> [Task to carry out] Could you write out every entry exactly as it stands?

***

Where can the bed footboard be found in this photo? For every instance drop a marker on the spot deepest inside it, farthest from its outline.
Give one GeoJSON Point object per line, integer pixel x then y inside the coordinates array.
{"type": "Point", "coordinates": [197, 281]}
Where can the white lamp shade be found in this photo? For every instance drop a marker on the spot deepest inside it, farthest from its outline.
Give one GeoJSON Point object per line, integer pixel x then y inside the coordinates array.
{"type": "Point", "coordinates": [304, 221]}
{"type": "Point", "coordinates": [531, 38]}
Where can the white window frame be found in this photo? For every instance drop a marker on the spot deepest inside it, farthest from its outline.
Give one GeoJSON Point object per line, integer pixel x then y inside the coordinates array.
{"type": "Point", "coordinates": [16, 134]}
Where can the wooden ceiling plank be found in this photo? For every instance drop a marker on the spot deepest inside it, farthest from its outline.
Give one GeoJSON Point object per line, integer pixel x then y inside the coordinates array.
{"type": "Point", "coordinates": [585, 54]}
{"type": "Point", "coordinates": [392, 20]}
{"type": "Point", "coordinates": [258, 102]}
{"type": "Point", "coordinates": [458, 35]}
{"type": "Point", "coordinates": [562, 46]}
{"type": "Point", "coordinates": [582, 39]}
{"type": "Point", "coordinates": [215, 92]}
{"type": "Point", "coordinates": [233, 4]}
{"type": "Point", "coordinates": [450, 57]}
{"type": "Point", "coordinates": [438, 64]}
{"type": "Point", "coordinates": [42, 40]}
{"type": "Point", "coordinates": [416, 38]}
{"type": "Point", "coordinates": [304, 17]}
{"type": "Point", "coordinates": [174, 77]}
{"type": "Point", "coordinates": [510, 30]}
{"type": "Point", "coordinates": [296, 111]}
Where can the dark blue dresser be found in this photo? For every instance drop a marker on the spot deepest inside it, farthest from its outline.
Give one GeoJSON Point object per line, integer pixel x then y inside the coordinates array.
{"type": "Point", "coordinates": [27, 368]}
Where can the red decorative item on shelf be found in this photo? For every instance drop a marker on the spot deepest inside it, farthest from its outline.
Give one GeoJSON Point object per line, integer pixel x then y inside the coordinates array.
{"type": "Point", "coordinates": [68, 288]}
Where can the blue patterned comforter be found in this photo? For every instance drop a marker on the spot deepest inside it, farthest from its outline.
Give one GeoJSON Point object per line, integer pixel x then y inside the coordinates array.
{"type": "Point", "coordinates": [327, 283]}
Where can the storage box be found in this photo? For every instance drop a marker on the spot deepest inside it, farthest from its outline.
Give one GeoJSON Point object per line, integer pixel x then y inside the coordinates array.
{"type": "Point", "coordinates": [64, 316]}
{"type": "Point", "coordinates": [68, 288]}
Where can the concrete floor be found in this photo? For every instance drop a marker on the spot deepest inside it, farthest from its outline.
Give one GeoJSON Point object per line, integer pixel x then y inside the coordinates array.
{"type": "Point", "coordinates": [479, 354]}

***

> [Response below]
Where can the bed footboard be found in this photo? For every instance drop a marker on the spot deepest inside it, farthest from its outline.
Give one GeoJSON Point object per line, integer pixel x then y inside the coordinates array.
{"type": "Point", "coordinates": [197, 281]}
Where can the white lamp shade be found in this photo? For every instance drop a marker on the spot deepest inside it, farthest from its outline.
Give one GeoJSON Point object per line, integer pixel x then y inside the coordinates array.
{"type": "Point", "coordinates": [304, 221]}
{"type": "Point", "coordinates": [531, 38]}
Where can the white window frame be found in this photo? For every instance drop a marker on the spot deepest inside it, farthest from its outline.
Give one GeoJSON Point object per line, integer pixel x then y inside the coordinates array.
{"type": "Point", "coordinates": [16, 134]}
Where can the wooden ceiling plank be found in this photo? For every instance drop a marker on the spot deepest inside it, farthest from its outline.
Give one GeoJSON Point object per line, integer pixel x then y inside the coordinates array.
{"type": "Point", "coordinates": [585, 54]}
{"type": "Point", "coordinates": [392, 20]}
{"type": "Point", "coordinates": [258, 102]}
{"type": "Point", "coordinates": [458, 35]}
{"type": "Point", "coordinates": [562, 46]}
{"type": "Point", "coordinates": [582, 39]}
{"type": "Point", "coordinates": [215, 92]}
{"type": "Point", "coordinates": [233, 4]}
{"type": "Point", "coordinates": [450, 57]}
{"type": "Point", "coordinates": [438, 64]}
{"type": "Point", "coordinates": [42, 40]}
{"type": "Point", "coordinates": [416, 38]}
{"type": "Point", "coordinates": [304, 17]}
{"type": "Point", "coordinates": [174, 77]}
{"type": "Point", "coordinates": [510, 30]}
{"type": "Point", "coordinates": [296, 111]}
Where can the dark blue dresser be found in this photo? For every instance drop a marker on the spot deepest inside it, farthest from its outline.
Give one GeoJSON Point object per line, integer pixel x then y inside the coordinates array.
{"type": "Point", "coordinates": [27, 368]}
Where can the red decorative item on shelf be found in this photo? For every instance drop a marker on the spot deepest inside it, farthest from its outline.
Give one GeoJSON Point object per line, integer pixel x then y inside the coordinates array.
{"type": "Point", "coordinates": [68, 288]}
Where can the blue patterned comforter be found in this photo? For every instance drop a marker on the spot deepest inside it, farthest from its outline.
Give one GeoJSON Point object per line, integer pixel x then y inside the coordinates array.
{"type": "Point", "coordinates": [327, 283]}
Where can the storage box be found in this photo? For every instance drop a marker on the spot deepest inside it, farthest from its outline.
Give one GeoJSON Point object per line, integer pixel x then y inside the coordinates array.
{"type": "Point", "coordinates": [64, 316]}
{"type": "Point", "coordinates": [68, 288]}
Where can the concrete floor be found in this photo? For every instance drop a marker on the spot deepest inside it, farthest from its outline.
Give one GeoJSON Point object per line, integer pixel x then y inside the coordinates array.
{"type": "Point", "coordinates": [479, 354]}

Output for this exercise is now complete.